§ RECORDS:
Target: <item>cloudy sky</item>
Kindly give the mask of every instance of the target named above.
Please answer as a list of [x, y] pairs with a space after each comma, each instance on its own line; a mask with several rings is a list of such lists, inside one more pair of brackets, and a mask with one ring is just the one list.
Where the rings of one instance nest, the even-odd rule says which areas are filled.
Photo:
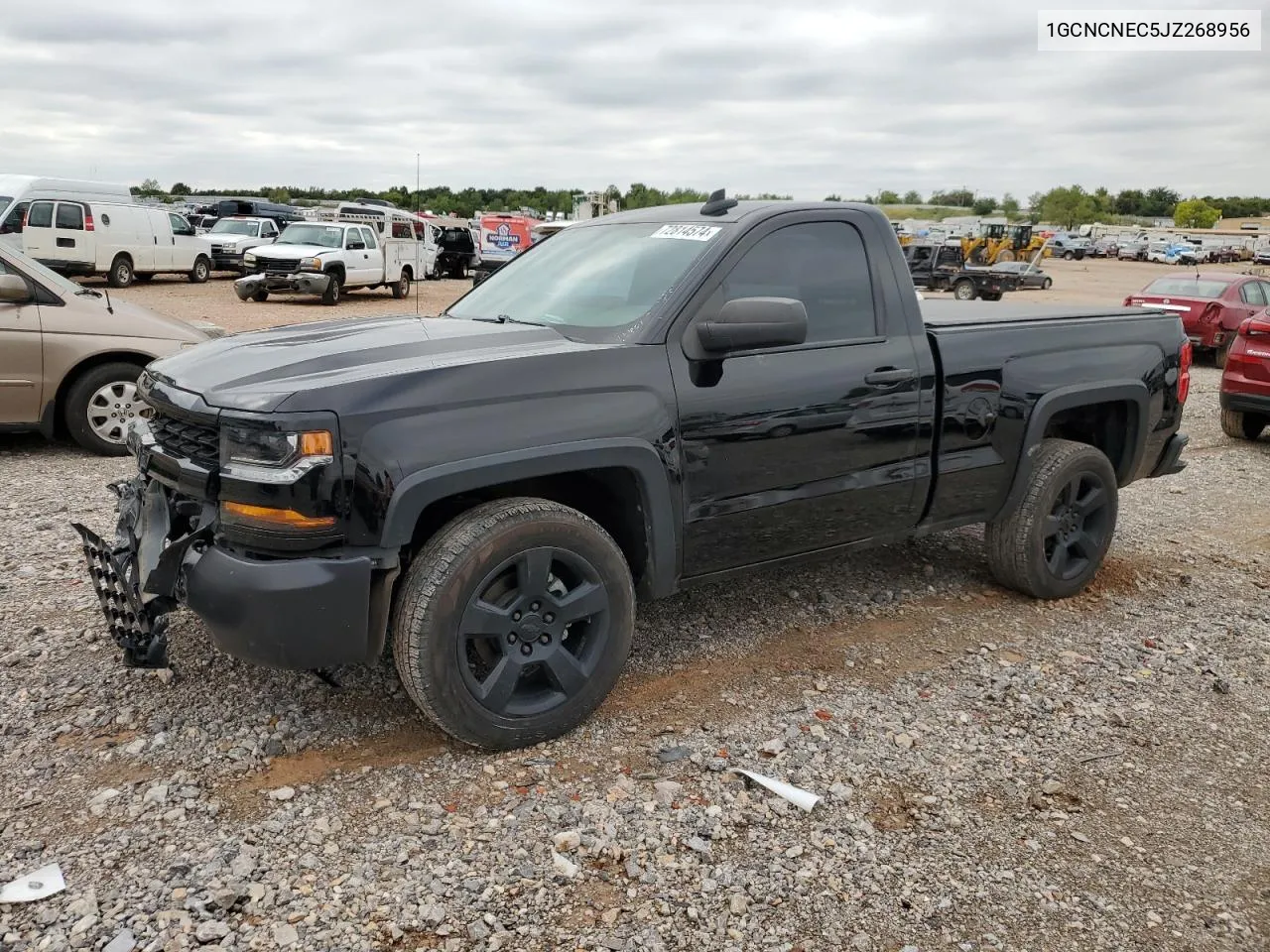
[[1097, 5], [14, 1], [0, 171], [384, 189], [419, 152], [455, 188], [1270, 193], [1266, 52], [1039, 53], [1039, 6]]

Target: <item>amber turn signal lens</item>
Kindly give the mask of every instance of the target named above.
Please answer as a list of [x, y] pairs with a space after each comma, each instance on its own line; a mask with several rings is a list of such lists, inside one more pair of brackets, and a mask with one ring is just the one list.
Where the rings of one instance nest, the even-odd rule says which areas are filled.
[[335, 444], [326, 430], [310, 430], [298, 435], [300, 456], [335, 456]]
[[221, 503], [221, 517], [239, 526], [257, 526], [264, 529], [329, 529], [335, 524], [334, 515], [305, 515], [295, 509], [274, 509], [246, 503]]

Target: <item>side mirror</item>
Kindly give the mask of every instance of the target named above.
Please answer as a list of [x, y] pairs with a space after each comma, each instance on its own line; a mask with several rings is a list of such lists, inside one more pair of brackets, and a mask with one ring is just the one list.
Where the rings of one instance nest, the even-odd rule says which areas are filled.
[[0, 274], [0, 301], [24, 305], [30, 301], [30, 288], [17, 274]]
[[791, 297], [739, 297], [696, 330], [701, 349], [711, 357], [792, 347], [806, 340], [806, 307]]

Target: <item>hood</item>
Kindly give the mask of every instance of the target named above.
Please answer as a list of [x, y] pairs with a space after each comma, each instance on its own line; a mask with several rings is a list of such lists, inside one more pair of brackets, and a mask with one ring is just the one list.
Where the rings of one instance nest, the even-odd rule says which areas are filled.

§ TASK REQUIREMENTS:
Please format everything from the line containing "Target: <item>amber turn signal lens</item>" down to the end of the listing as a Markdown table with the columns Row and Line. Number each line in order and leave out blank lines.

§ SOLUTION TO THIS TASK:
| Row | Line |
|---|---|
| 1 | Target: <item>amber turn signal lens</item> |
| 2 | Kindly give the mask of every instance of the target named above. |
| 3 | Please answer as a list of [x, y] pairs with a space after each comma, each instance on its own line; a mask with several rings is a list of such lists, inside one more pair of brackets, and a mask with one ring is just the one list. |
| 4 | Where the rings of one instance nest, the even-odd rule says which areas are filled. |
| 5 | [[335, 444], [326, 430], [310, 430], [298, 435], [300, 456], [335, 456]] |
| 6 | [[221, 503], [221, 517], [239, 526], [257, 526], [264, 529], [329, 529], [335, 524], [334, 515], [305, 515], [295, 509], [274, 509], [246, 503]] |
| 7 | Target: <item>side mirror</item> |
| 8 | Kindly give the mask of every instance of the target named above. |
| 9 | Please answer as a list of [x, y] pairs with a space after each comma, each instance on its own line; a mask with several rings is a list of such lists, inside one more pair of brackets, and a mask with one ring is just the one list. |
| 10 | Where the rings of one instance nest, the even-odd rule says which areas are filled. |
| 11 | [[0, 274], [0, 301], [24, 305], [30, 301], [30, 288], [17, 274]] |
| 12 | [[791, 297], [739, 297], [696, 330], [701, 349], [711, 357], [792, 347], [806, 340], [806, 307]] |
| 13 | Target: <item>hood</item> |
| 14 | Kindly give the mask of every instance of the target named above. |
| 15 | Please answer as a list of [x, y] pairs with a space after each comma, each instance on its own line; a mask with several rings is a list of such lists, inside one more pair of brackets, and a mask with one ring is just the one list. |
| 16 | Where the rings of one instance nest, the even-odd rule says which areas are filled. |